→ SOURCE TEXT:
## START

With end of financial approaching quickly, we felt it important to highlight the two remaining government incentives for contributing to superannuation.  These two incentives are,

  1. The government co-contributions
  2. The spouse tax offset

Following are detailed comments to determine if you are eligible for the incentives and how to calculate your maximum entitlements.  Obviously, you must also be entitled to contribute to superannuation in the first place.

Payments need to be received by complying superannuation fund before the end of financial year.

The government co-contribution

This incentive has been around for many years and with each new government elected, a few changes are made.  As it stand for this current financial year the maximum government co-contribution obtainable is $1,000.

The co-contribution is paid on a dollar for dollar basis for non-concessional (after-tax) contributions made to superannuation in this financial year.  For people eligible for the maximum incentive, they simply have to add $1,000 to their superannuation account.  This is a great incentive, in affect it is a 100% return government guaranteed.

People earning below $31,920 (assessable income) are entitled to maximum benefit, therefore if they contribute $1,000 the government will also contribute $1,000 to their superannuation account.  People earning over $61,920 are not eligible for co-contribution.

For people earning between $31,920 and $61,920 you are entitled to receive a partial co-contribution.  To determine the amount you need to contribute for maximum benefit a simple calculation is required.

  • Step 1:  Firstly determine your assessable income (for a rough guide just add gross income, plus salary sacrificed super contributions, bank interest, dividends and any reportable fringe benefits), alternative you can ask your accountant or financial adviser. 
  • Step 2:  Subtract the lower threshold of $31,920 from the figure determined at Step 1 (lets assume the Step 1 figure is $55,000), therefore ($55,000 - $31,920 = $23,080)

## END

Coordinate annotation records
## START

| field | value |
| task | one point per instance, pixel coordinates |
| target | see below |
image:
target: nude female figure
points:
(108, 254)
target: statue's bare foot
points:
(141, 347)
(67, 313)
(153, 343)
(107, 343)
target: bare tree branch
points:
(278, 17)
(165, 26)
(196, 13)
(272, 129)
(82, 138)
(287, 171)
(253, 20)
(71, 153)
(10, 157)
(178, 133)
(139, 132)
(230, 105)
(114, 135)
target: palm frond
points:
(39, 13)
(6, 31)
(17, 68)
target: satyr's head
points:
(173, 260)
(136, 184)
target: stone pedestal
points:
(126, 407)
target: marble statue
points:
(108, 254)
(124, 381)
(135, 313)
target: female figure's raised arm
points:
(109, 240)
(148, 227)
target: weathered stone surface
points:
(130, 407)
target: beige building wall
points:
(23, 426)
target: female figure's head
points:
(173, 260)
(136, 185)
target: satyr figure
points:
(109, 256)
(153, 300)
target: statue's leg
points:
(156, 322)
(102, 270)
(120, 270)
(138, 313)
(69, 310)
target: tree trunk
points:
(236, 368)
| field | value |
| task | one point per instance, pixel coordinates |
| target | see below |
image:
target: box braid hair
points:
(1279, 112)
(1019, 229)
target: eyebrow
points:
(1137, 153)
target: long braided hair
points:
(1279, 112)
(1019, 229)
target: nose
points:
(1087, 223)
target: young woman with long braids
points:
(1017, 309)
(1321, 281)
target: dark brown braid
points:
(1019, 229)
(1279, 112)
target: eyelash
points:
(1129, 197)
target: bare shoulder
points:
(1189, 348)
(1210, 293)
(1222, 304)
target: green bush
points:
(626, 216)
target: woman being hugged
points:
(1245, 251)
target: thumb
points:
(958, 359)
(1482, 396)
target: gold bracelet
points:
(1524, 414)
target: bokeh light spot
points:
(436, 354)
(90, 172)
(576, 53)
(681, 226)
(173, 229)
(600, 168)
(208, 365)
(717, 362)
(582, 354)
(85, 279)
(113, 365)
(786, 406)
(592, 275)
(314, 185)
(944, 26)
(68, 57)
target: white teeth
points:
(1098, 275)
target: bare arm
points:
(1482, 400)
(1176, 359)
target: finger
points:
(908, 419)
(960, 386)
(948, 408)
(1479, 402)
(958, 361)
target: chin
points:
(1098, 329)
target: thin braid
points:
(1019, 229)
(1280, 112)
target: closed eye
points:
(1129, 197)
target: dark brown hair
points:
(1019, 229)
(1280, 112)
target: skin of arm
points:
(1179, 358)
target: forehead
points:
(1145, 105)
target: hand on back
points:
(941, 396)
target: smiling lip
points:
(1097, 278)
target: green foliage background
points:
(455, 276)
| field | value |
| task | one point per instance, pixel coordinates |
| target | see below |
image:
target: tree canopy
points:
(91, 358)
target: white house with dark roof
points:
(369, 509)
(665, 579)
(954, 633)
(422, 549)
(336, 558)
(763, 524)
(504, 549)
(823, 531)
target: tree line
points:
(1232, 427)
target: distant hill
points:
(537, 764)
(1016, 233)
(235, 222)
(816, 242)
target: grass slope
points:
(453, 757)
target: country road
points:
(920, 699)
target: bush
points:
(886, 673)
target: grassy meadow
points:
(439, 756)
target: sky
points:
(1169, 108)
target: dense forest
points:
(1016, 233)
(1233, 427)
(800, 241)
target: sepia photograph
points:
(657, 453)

## END

In the superannuation text, list each item that Step 1's rough guide adds together to estimate assessable income.

- Gross income
- Salary sacrificed super contributions
- Bank interest
- Dividends
- Reportable fringe benefits